> _Çalışma Hedefleri_
A. Okuma parçasında "Paralel yapıya operasyon" ile "ses kayıtları pa..." arasında kalan bölümü, bu iki ifade de dâhil olmak üzere, hiçbir değişiklik yapmadan kopyalayınız.
B. Okuma parçasına göre Başbakan Erdoğan ses kayıtlarını hangi gerekçeyle yalanlamıştır? Bir iki cümleyle açıklayınız.

> _Okuma Parçası_

%%

Paralel yapıya operasyon 1 Nisan’dan sonra

Olaylar
Engin Dinç’in röportajı  Başbakan Erdoğan ve oğlu Bilal Erdoğan’la ilgili olduğu iddia edilen ve bizzat Başbakan Erdoğan tarafından da montaj olduğu belirtilerek yalanlanan ses kayıtları pa...
EMOJİLE

Engin Dinç’in röportajı 

Başbakan Erdoğan ve oğlu Bilal Erdoğan’la ilgili olduğu iddia edilen ve bizzat Başbakan Erdoğan tarafından da montaj olduğu belirtilerek yalanlanan ses kayıtları paralel yapının ne kadar tehlikeli olduğunu bir kez daha gösterdi. Ülkenin meşru siyasi iktidarına karşı bir darbe girişimine dönüşen 17 Aralık operasyonunu gerçekleştiren paralel yapının daha nasıl adımlar atabileceği ve bu yapıya karşı sürdürülen soruşturmaların nasıl bir seyir izleyeceğini Araştırmacı Yazar Zihni Çakır’la konuştuk.

%%

> _Verilen Malzeme_
%%

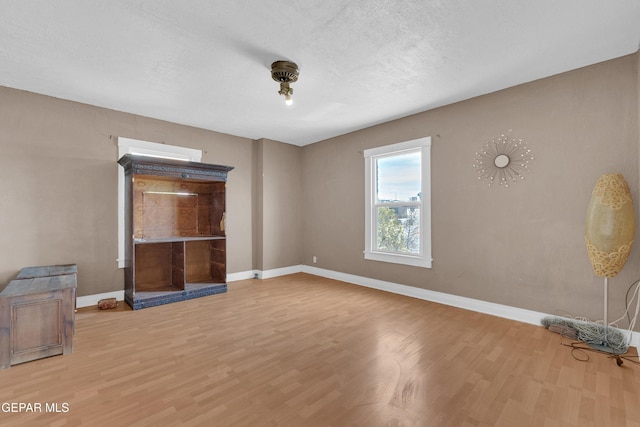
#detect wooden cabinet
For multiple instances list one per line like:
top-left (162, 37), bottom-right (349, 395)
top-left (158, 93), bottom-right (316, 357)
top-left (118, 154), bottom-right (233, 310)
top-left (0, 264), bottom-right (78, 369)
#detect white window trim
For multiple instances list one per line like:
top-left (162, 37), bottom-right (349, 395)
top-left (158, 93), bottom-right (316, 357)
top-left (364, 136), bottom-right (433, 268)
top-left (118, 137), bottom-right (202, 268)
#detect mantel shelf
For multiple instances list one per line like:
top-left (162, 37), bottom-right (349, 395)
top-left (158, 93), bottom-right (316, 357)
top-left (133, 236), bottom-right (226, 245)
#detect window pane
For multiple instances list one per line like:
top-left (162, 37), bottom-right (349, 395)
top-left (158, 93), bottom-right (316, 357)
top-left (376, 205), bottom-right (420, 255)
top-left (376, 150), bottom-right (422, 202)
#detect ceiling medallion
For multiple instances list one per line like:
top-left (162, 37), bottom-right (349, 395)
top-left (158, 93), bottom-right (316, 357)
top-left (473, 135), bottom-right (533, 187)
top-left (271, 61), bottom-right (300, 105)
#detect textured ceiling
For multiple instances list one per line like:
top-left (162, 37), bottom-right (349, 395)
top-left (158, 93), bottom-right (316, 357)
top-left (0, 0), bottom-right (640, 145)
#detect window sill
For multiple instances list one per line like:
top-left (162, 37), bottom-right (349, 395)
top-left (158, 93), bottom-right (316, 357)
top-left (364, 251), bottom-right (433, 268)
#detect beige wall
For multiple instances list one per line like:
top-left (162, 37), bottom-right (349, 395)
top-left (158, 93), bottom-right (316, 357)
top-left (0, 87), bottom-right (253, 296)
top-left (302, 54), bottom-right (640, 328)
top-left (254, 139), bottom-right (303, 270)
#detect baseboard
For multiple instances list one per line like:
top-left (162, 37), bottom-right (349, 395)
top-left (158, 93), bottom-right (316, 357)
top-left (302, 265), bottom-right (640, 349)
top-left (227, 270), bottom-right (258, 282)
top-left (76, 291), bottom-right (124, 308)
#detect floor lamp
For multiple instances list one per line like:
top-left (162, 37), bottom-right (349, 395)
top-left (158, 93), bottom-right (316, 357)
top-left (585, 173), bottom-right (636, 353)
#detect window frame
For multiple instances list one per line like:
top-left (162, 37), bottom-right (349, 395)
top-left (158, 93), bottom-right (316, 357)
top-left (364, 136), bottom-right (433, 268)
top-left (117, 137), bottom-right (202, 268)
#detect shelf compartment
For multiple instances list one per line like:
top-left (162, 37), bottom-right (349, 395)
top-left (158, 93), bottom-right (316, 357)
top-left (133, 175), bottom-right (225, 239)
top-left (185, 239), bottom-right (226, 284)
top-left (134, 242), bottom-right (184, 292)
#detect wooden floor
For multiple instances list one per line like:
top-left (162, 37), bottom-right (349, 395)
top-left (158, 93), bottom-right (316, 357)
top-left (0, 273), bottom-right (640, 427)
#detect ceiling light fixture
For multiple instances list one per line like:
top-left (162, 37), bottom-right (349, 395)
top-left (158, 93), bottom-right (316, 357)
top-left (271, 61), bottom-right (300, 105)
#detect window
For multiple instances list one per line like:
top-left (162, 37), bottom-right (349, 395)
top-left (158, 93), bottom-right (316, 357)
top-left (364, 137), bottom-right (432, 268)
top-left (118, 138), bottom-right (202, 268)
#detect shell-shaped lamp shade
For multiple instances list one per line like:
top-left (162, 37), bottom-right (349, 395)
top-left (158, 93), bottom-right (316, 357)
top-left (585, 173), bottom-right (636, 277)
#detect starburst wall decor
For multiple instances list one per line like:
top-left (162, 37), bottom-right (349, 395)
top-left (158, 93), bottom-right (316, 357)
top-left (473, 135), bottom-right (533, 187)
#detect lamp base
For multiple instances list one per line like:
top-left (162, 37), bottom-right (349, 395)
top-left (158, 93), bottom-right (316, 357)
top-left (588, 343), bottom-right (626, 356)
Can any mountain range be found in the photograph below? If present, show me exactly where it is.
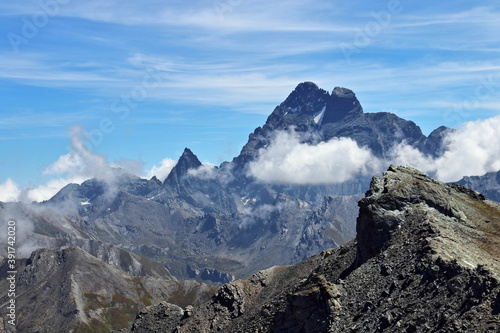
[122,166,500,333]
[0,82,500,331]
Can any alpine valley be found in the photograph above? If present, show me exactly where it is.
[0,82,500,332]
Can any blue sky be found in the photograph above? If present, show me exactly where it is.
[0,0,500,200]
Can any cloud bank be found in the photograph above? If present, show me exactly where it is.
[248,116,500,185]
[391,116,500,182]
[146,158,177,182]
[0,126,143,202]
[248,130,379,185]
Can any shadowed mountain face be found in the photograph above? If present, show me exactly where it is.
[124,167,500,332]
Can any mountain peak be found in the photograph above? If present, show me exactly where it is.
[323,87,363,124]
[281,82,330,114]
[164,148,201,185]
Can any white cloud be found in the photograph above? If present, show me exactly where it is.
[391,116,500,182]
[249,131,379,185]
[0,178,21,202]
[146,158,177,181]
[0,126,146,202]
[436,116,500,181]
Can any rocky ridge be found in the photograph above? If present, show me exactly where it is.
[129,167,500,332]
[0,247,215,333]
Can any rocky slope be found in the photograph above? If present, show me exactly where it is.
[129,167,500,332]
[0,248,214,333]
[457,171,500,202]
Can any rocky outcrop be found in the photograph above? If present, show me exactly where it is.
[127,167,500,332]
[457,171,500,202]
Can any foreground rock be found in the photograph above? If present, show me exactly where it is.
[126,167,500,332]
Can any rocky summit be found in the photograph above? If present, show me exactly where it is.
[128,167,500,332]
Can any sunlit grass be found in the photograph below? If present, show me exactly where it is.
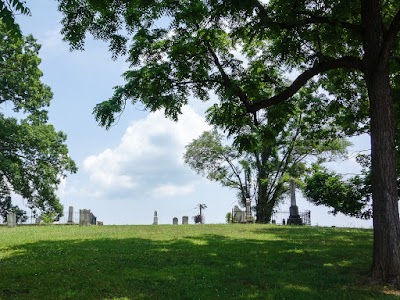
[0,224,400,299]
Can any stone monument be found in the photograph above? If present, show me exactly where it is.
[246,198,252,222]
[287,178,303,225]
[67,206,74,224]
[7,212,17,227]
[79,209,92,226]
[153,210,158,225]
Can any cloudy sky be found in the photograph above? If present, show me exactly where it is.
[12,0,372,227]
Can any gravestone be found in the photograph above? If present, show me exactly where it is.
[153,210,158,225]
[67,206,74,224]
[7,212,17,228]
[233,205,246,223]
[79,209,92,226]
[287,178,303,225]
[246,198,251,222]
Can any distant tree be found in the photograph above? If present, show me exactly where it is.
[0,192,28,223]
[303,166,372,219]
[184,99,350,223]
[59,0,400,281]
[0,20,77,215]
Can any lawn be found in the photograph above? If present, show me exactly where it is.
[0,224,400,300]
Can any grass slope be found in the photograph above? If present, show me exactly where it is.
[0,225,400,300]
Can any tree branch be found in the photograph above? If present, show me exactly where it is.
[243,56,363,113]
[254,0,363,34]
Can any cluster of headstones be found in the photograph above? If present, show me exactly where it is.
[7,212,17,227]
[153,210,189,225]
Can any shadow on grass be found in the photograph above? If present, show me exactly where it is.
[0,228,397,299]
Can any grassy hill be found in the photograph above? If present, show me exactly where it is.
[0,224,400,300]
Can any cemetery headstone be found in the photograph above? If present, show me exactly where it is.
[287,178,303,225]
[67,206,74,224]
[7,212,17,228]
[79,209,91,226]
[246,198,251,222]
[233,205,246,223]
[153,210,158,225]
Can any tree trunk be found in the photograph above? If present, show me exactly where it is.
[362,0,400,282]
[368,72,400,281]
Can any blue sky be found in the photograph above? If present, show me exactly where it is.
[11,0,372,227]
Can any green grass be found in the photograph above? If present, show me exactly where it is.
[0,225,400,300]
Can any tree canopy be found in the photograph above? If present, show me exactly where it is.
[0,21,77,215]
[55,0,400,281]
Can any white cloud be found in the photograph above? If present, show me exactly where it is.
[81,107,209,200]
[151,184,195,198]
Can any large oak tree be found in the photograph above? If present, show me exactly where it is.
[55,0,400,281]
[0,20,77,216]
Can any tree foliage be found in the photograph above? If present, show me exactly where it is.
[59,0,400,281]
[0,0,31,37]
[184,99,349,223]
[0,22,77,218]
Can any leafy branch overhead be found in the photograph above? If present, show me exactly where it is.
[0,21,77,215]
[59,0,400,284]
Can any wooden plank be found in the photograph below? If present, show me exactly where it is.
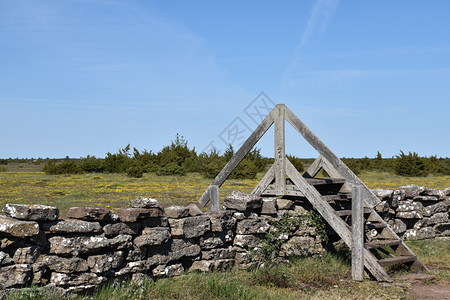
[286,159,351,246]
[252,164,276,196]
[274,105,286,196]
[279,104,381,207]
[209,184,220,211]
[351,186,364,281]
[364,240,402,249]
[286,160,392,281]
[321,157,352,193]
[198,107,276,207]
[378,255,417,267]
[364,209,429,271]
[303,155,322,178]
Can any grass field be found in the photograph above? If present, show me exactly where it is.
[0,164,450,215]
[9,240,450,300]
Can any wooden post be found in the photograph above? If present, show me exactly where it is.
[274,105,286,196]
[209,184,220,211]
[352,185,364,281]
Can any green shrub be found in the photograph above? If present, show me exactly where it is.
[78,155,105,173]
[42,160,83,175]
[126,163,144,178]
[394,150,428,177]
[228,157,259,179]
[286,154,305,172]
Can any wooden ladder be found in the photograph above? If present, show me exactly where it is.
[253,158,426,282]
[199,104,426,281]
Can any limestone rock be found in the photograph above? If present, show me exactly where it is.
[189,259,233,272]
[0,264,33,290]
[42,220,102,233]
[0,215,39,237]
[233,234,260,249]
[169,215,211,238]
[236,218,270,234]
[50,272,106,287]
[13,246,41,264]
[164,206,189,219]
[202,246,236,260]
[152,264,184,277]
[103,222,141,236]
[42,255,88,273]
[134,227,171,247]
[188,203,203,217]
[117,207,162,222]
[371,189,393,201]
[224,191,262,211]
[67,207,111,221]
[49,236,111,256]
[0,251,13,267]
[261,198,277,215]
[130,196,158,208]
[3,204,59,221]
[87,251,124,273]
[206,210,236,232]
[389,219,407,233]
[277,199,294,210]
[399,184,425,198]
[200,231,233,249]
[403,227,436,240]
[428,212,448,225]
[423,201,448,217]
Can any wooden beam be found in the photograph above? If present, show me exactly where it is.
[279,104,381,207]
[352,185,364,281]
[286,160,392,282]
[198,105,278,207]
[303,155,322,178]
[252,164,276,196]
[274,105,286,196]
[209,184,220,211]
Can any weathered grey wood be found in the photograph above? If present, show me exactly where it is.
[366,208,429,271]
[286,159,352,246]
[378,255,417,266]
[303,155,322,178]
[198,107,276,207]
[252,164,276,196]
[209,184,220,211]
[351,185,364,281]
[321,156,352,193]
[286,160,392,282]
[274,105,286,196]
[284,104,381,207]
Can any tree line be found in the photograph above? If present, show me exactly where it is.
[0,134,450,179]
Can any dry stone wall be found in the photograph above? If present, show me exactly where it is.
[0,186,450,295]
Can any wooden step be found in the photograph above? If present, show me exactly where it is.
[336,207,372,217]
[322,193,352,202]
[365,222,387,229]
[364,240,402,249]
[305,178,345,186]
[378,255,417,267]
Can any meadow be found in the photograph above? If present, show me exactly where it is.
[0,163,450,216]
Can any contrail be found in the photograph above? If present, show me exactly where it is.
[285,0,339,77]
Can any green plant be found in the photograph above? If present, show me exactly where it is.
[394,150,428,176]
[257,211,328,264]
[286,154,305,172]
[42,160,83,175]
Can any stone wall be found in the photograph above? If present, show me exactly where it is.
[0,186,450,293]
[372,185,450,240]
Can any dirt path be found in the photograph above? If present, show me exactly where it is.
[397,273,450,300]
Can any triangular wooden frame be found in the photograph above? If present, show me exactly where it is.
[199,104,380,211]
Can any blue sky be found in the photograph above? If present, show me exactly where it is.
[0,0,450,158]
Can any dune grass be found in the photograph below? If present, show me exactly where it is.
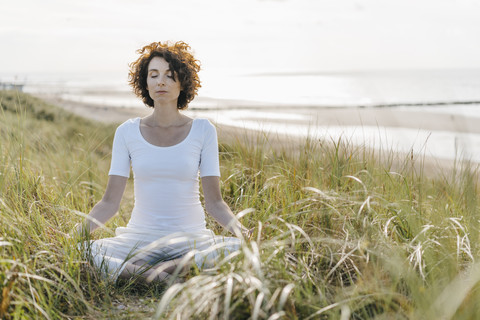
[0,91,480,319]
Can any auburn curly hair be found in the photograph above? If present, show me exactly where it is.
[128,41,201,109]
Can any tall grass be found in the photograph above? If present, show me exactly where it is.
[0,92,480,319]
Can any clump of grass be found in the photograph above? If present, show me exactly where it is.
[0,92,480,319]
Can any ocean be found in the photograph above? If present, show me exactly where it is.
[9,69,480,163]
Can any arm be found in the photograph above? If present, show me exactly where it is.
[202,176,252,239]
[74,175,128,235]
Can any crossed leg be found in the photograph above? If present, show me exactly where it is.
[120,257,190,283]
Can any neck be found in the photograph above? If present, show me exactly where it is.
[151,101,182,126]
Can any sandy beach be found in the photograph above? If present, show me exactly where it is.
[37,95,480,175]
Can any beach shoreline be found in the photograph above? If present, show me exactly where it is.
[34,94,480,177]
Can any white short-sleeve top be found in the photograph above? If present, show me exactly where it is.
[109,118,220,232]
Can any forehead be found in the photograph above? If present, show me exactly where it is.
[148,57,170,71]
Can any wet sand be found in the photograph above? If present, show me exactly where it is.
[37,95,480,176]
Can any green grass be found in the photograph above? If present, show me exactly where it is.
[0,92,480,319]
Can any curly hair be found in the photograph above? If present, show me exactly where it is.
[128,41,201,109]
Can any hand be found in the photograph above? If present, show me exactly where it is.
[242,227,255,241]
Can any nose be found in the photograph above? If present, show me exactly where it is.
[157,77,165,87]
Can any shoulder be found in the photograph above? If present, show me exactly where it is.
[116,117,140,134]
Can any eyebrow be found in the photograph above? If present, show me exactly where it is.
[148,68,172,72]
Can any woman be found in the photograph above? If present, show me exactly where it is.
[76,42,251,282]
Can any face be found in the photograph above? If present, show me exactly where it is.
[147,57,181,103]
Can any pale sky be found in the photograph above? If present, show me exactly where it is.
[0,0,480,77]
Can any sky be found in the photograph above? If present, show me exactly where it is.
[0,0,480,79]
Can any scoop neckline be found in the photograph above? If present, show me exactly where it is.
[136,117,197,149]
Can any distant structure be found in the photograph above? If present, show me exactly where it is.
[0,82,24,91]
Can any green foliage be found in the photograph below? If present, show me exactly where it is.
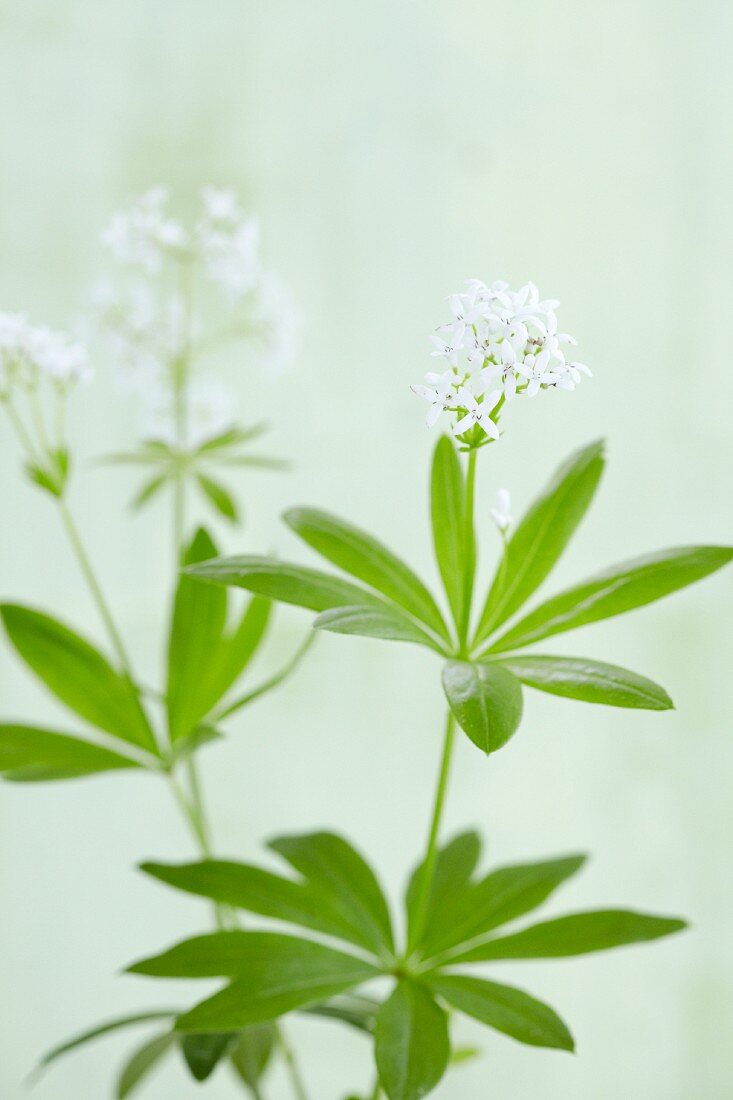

%%

> _Çözümlü Alıştırmalar_
A.
Paralel yapıya operasyon 1 Nisan’dan sonra

Olaylar
Engin Dinç’in röportajı  Başbakan Erdoğan ve oğlu Bilal Erdoğan’la ilgili olduğu iddia edilen ve bizzat Başbakan Erdoğan tarafından da montaj olduğu belirtilerek yalanlanan ses kayıtları pa...

B. Başbakan Erdoğan, kendisi ve oğlu Bilal Erdoğan'la ilgili olduğu iddia edilen ses kayıtlarını montaj olduklarını belirterek yalanlamıştır.